Pick out each line in the entries below that contains the word "separate" and copy those lines.

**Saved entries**
--- begin ---

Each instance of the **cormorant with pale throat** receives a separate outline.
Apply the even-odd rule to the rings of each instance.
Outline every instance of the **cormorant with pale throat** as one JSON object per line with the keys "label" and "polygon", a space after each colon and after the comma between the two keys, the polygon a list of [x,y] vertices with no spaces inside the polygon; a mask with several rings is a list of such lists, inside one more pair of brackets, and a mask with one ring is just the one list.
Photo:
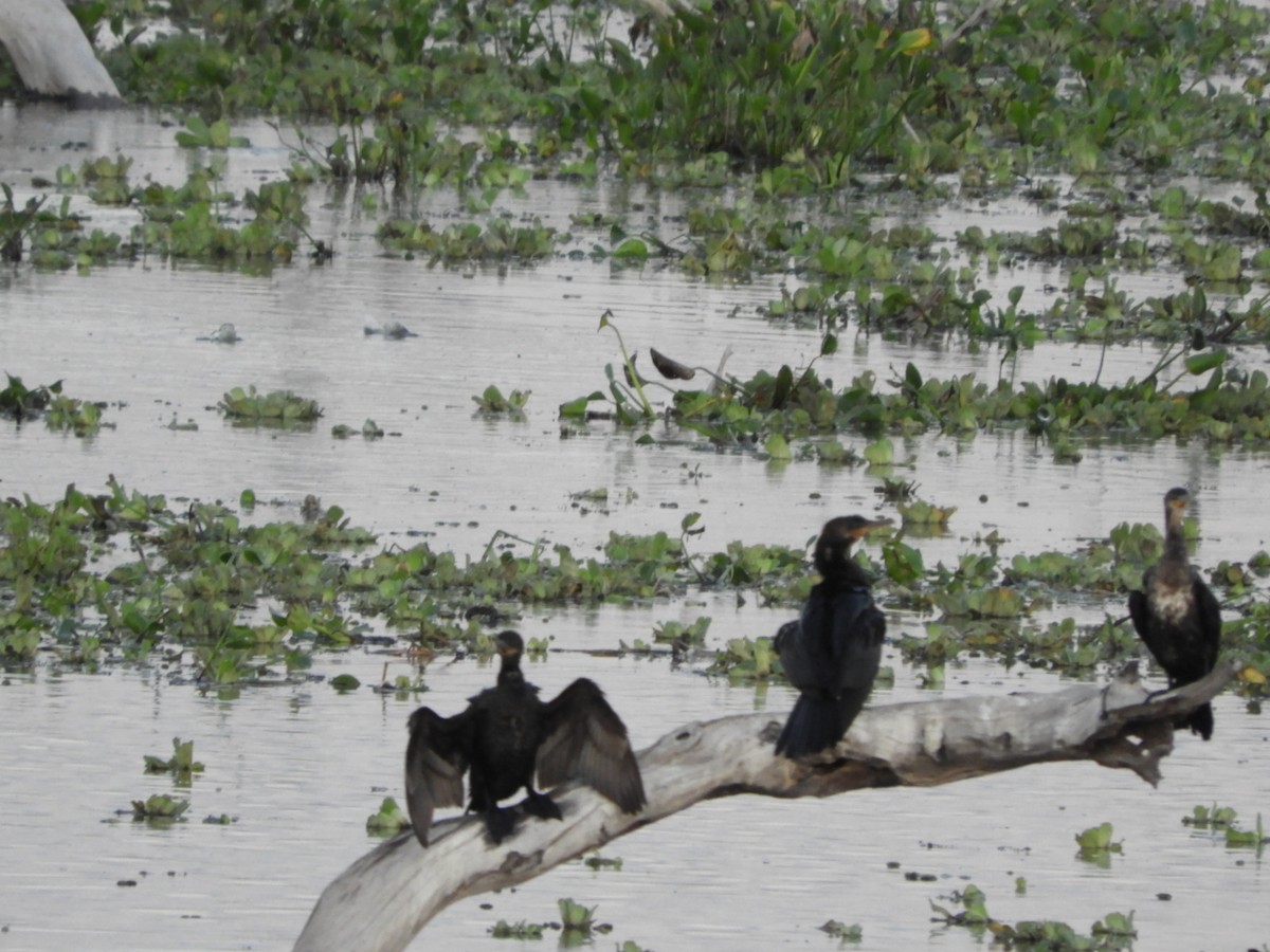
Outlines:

--- end ---

**SOLUTION BELOW**
Each instance of the **cormorant with pale throat** receives a separate outline.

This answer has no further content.